WORK ORDER >>
Every line of the records below should be restated exactly.

THE RECORDS >>
BEGIN
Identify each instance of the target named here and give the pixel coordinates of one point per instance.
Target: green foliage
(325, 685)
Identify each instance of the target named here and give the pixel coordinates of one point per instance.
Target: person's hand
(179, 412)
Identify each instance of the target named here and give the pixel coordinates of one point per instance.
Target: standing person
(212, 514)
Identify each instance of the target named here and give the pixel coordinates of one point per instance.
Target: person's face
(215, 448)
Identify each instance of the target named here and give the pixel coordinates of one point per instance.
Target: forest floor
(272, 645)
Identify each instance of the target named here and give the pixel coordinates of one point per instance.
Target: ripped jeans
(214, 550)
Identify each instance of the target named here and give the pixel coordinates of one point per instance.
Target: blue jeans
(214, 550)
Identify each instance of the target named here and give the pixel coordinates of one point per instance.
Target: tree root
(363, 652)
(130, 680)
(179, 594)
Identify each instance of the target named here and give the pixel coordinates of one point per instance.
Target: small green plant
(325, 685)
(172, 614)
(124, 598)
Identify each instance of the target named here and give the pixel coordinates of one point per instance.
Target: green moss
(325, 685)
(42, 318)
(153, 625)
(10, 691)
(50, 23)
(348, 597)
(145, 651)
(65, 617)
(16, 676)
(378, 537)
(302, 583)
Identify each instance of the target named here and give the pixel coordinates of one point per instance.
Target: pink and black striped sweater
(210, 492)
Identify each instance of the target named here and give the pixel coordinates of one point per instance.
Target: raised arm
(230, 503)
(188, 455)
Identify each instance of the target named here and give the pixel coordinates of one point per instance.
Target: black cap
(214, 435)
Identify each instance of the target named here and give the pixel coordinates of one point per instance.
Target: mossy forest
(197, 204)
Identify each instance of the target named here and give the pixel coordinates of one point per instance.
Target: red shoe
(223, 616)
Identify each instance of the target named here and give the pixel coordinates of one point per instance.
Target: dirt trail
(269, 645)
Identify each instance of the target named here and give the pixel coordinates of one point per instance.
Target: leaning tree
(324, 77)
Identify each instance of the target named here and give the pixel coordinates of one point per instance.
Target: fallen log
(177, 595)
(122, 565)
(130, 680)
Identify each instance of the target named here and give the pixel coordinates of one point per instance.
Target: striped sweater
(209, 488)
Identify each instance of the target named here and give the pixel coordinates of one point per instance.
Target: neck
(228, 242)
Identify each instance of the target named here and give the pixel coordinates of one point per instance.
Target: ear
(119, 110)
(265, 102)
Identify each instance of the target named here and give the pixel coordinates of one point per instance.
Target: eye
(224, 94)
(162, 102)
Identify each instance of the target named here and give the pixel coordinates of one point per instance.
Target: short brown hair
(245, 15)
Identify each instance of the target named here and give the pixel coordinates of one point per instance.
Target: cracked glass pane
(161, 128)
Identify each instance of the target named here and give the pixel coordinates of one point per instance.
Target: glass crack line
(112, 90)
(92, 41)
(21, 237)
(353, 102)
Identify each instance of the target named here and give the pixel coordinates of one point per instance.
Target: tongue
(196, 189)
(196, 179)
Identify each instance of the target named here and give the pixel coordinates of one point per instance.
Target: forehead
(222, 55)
END
RESPONSE FOR THIS EXERCISE >>
Identify each instance of the target named here and give the pixel coordinates of one point per instance.
Target: green foliage
(325, 685)
Identify each instance of the target named here and give the pixel coordinates of one point per instance.
Target: person's hand
(179, 412)
Identify each instance of the target named here and give the pixel coordinates of one point per instance.
Target: standing person
(212, 514)
Identify each instance of the target named here and give the pixel coordinates of one point per instance.
Target: person's face
(215, 448)
Identify each instance of the target named here and give the pixel coordinates of one point per instance.
Target: forest floor
(272, 645)
Identify each instance of the target named here and give the pixel coordinates of one point per instance.
Target: ripped jeans
(214, 550)
Identify each instance of the target named here and give the pixel coordinates of one point per instance.
Target: blue jeans
(214, 550)
Identify each instance of the target named here and give the pixel coordinates of one point per instance.
Target: tree root
(363, 652)
(130, 680)
(179, 594)
Identify each instance of the target named here and give the pixel coordinates of one point per instance.
Target: small green plant
(325, 685)
(172, 614)
(124, 598)
Identify each instance of the target named here and give the pixel coordinates of one point per instance.
Target: green moss
(325, 685)
(42, 318)
(153, 625)
(10, 691)
(50, 23)
(348, 597)
(145, 651)
(65, 617)
(16, 676)
(378, 537)
(302, 583)
Identify each instance of the target named here and give the pixel coordinates of one point per instance.
Target: pink and black striped sweater
(210, 492)
Identify each instance of the target named here and give the pixel coordinates of one point per instance.
Target: raised arm
(230, 503)
(188, 455)
Identify each instance of the target named here and give the pixel coordinates of one point per instance.
Target: black cap
(214, 435)
Identify each instance of the target named here and give the pixel coordinates of one point per instance.
Target: mossy forest
(197, 204)
Identify each instance of the target named here and give the pixel coordinates of one point per instance.
Target: red shoe
(223, 616)
Identify each instance of the target named here and give the pixel coordinates of one point per instance.
Target: dirt trail
(269, 645)
Identify each instance of the target named here and give the pixel coordinates of one point per instance.
Target: leaning tree
(324, 77)
Identify each instance of the target named here and give the pixel coordinates of one point per instance.
Target: fallen log
(177, 595)
(122, 565)
(130, 680)
Identify each instance of the target named here and give the pixel coordinates of one point per instance.
Target: striped sweater
(209, 488)
Identify each instance of the target named here and give the pixel coordinates of one point per instance.
Target: neck
(228, 242)
Identify each instance of the target named here and give the pixel coordinates of one point per instance.
Target: ear
(119, 110)
(265, 102)
Identify each instance of the target named here and give the pixel coordinates of one point per instance.
Target: eye
(224, 94)
(162, 102)
Identify each instance of the target named here and give the pixel coordinates of one point per instance.
Target: short brown hair
(245, 15)
Identify each instance of the target named here and give the pixel coordinates of one point per instance.
Target: cracked glass pane
(161, 128)
Identify each instance of the target named here and give the pixel coordinates of one point per instance.
Target: glass crack line
(112, 90)
(92, 41)
(21, 237)
(353, 102)
Identify each instance of the target named here and give the pixel coordinates of one point per instance.
Target: tongue
(196, 189)
(196, 179)
Identify each instance of the target named here and give the pixel coordinates of one point per instance.
Target: forehead
(222, 55)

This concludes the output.